Supplied data ::

start

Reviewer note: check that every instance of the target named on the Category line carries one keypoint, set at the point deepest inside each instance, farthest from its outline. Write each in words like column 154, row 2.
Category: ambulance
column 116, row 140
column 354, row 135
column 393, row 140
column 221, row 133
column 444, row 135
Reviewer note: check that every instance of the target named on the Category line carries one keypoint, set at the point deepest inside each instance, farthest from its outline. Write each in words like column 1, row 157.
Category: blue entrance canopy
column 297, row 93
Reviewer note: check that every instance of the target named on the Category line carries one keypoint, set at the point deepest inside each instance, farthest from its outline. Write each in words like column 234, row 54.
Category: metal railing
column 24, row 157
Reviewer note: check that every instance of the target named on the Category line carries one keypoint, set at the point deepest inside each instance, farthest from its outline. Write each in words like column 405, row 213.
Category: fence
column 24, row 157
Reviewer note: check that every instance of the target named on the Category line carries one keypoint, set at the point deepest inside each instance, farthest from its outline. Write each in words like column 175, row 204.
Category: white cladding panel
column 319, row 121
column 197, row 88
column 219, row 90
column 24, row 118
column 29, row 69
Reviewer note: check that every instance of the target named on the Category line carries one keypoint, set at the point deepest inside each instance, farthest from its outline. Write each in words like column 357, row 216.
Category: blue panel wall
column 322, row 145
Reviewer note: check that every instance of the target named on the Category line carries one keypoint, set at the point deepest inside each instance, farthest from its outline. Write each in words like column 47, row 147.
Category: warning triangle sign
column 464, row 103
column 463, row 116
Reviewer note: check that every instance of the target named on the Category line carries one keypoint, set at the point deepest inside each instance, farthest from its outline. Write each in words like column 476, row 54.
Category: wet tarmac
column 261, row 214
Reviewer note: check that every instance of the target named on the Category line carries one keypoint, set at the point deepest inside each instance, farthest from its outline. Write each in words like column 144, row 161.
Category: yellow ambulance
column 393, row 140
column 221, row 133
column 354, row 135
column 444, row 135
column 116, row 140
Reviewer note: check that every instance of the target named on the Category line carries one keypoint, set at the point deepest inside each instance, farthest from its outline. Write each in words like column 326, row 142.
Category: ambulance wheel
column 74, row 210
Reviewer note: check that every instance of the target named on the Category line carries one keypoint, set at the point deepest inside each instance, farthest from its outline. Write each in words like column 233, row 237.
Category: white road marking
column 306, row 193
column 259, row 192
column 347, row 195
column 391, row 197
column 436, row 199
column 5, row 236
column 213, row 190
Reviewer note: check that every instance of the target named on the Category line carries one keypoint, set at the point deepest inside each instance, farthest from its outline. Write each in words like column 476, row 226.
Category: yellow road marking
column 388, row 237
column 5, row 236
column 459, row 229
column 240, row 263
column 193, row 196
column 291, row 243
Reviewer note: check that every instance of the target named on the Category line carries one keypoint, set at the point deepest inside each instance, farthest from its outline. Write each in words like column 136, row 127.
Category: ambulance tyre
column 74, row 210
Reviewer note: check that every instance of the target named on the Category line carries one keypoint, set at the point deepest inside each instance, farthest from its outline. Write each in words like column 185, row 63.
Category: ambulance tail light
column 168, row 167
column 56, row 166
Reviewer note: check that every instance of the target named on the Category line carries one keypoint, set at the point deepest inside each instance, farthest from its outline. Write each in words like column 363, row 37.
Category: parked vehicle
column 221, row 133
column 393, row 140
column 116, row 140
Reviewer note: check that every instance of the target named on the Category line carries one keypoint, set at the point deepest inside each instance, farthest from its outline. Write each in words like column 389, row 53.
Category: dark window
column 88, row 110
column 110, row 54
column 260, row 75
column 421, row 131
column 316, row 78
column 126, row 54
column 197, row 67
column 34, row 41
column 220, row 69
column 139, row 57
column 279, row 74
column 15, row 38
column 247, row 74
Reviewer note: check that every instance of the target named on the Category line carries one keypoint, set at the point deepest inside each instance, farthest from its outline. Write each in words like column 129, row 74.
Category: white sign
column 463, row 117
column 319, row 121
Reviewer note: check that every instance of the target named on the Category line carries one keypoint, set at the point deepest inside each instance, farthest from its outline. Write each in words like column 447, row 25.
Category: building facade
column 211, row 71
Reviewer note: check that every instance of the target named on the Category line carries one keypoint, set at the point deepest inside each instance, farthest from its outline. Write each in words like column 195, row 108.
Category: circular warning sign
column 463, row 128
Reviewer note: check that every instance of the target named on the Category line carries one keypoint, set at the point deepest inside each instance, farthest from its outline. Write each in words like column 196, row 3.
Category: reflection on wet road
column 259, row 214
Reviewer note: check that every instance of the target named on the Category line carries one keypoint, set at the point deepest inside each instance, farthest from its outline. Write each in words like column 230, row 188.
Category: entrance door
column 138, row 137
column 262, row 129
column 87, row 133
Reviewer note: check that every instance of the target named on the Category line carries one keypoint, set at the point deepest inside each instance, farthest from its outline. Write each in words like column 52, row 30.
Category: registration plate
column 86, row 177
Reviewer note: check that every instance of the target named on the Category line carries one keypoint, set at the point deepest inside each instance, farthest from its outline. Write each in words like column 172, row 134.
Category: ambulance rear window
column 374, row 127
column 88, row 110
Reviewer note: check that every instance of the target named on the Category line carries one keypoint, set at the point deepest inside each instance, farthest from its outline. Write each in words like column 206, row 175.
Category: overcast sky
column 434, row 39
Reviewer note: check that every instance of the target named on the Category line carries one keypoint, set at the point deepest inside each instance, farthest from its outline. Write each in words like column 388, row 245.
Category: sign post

end

Task to carry out :: Rewrite every line of the records above as a JSON list of strings, one string per line, leaving out any blank lines.

Output below ::
[
  "Reviewer note: check that every instance of the target named on the Category line carries one keypoint, set at the point deepest inside each instance, farthest from its outline. Write each in words like column 154, row 2.",
  "Category: ambulance",
  "column 116, row 140",
  "column 354, row 135",
  "column 393, row 140",
  "column 221, row 133",
  "column 444, row 135",
  "Reviewer note: check that every instance of the target named on the Category line carries one keypoint, set at the point deepest inside each instance, farthest from its outline. Write each in words like column 1, row 157.",
  "Category: blue entrance canopy",
  "column 297, row 93",
  "Reviewer note: check that every instance of the target named on the Category line carries one keypoint, set at the point deepest inside each instance, farthest from its outline. Write each in words like column 234, row 54.",
  "Category: metal railing",
  "column 24, row 157",
  "Reviewer note: check that every instance of the target named on the Category line carries one keypoint, set at the point deepest inside each instance, farthest from its outline. Write each in words like column 405, row 213.",
  "Category: fence",
  "column 24, row 157",
  "Reviewer note: check that every instance of the target named on the Category line carries one keypoint, set at the point deepest inside each instance, farthest from its outline. Write each in words like column 175, row 204.",
  "Category: white cladding panel",
  "column 319, row 121",
  "column 197, row 88",
  "column 219, row 90",
  "column 24, row 118",
  "column 29, row 69",
  "Reviewer note: check that every instance of the target named on the Category line carries one keypoint, set at the point deepest inside each instance, farthest from its outline. Write each in words like column 357, row 216.",
  "Category: blue panel wall",
  "column 322, row 145",
  "Reviewer note: check that every instance of the target named on the Category line carries one keypoint, set at the point deepest inside each instance, farthest from its outline. Write each in words like column 47, row 147.",
  "Category: warning triangle sign",
  "column 464, row 103",
  "column 463, row 116",
  "Reviewer note: check that every instance of the target named on the Category line carries one keypoint, set at the point deepest inside each instance, farthest from its outline. Write each in words like column 476, row 54.",
  "Category: wet tarmac",
  "column 261, row 214",
  "Reviewer note: check that every instance of the target named on the Category line carries one keypoint, set at the point deepest inside each instance, farthest from its outline. Write each in words like column 144, row 161.",
  "Category: yellow ambulance",
  "column 393, row 140",
  "column 221, row 133",
  "column 354, row 135",
  "column 444, row 135",
  "column 116, row 140",
  "Reviewer note: check that every instance of the target named on the Category line carries one keypoint, set at the point deepest inside each instance, farthest from its outline. Write each in words like column 326, row 142.",
  "Category: ambulance wheel",
  "column 74, row 210",
  "Reviewer note: check that every instance of the target named on the Category line carries one keypoint, set at the point deepest inside each instance, farthest from its outline. Write each in words like column 233, row 237.",
  "Category: white road marking",
  "column 306, row 193",
  "column 259, row 192",
  "column 347, row 195",
  "column 391, row 197",
  "column 436, row 199",
  "column 5, row 236",
  "column 213, row 190",
  "Reviewer note: check that every instance of the target named on the Category line carries one keypoint, set at the point deepest inside each instance, farthest from its outline. Write each in words like column 476, row 226.",
  "Category: yellow road marking",
  "column 388, row 237",
  "column 5, row 236",
  "column 459, row 229",
  "column 240, row 263",
  "column 193, row 196",
  "column 291, row 243",
  "Reviewer note: check that every instance of the target named on the Category line carries one keypoint, set at the point deepest inside each instance, farthest from its outline. Write each in words like column 136, row 127.",
  "Category: ambulance tyre",
  "column 74, row 210",
  "Reviewer note: check that every instance of the target named on the Category line carries one keypoint, set at the point deepest inside each instance, farthest from its outline. Write each in words like column 185, row 63.",
  "Category: ambulance tail light",
  "column 168, row 167",
  "column 56, row 166",
  "Reviewer note: check that every instance of the target named on the Category line carries one keypoint, set at the point deepest inside each instance, farthest from its outline. Write each in words like column 363, row 37.",
  "Category: parked vehicle",
  "column 221, row 133",
  "column 393, row 140",
  "column 116, row 140",
  "Reviewer note: check that every instance of the target named on the Category line carries one keypoint, set at the point deepest inside each instance, farthest from its outline. Write each in words like column 389, row 53.",
  "Category: dark window",
  "column 88, row 110",
  "column 110, row 54",
  "column 260, row 75",
  "column 421, row 131",
  "column 316, row 78",
  "column 126, row 54",
  "column 197, row 67",
  "column 34, row 41",
  "column 220, row 69",
  "column 139, row 57",
  "column 279, row 74",
  "column 15, row 38",
  "column 247, row 74",
  "Reviewer note: check that every instance of the target named on the Category line carries one keypoint, set at the point deepest inside each instance, farthest from its outline. Write each in words like column 129, row 74.",
  "Category: white sign",
  "column 463, row 117",
  "column 319, row 121",
  "Reviewer note: check that every instance of the target named on the Category line carries one keypoint, set at the point deepest inside each instance, farthest from its outline. Write each in words like column 447, row 25.",
  "Category: building facade",
  "column 211, row 71",
  "Reviewer note: check that every instance of the target named on the Category line carries one keypoint, set at the point deepest inside each instance, farthest from its outline. Write each in words like column 195, row 108.",
  "Category: circular warning sign",
  "column 463, row 128",
  "Reviewer note: check that every instance of the target named on the Category line carries one keypoint, set at the point deepest inside each instance, farthest from its outline. Write each in words like column 196, row 3.",
  "Category: reflection on wet road",
  "column 259, row 214",
  "Reviewer note: check that every instance of the target named on the Category line carries one keypoint, set at the point deepest inside each instance, farthest from its outline. Write each in words like column 230, row 188.",
  "Category: entrance door",
  "column 138, row 137",
  "column 262, row 129",
  "column 87, row 133",
  "Reviewer note: check that every instance of the target named on the Category line carries one keypoint, set at the point deepest inside each instance, farthest from its outline. Write each in words like column 52, row 30.",
  "Category: registration plate",
  "column 86, row 177",
  "Reviewer note: check that every instance of the target named on the Category line carries one keypoint, set at the point deepest inside each instance, farthest from its outline. Write each in words like column 172, row 134.",
  "Category: ambulance rear window",
  "column 374, row 127",
  "column 88, row 110",
  "Reviewer note: check that every instance of the target named on the Category line carries one keypoint, set at the point deepest inside each instance, farthest from its outline. Write each in words like column 206, row 175.",
  "Category: overcast sky",
  "column 434, row 39",
  "Reviewer note: check that every instance of the target named on the Category line carries one keypoint, set at the point deepest inside each instance, farthest from its outline. Write each in words like column 388, row 245.",
  "Category: sign post"
]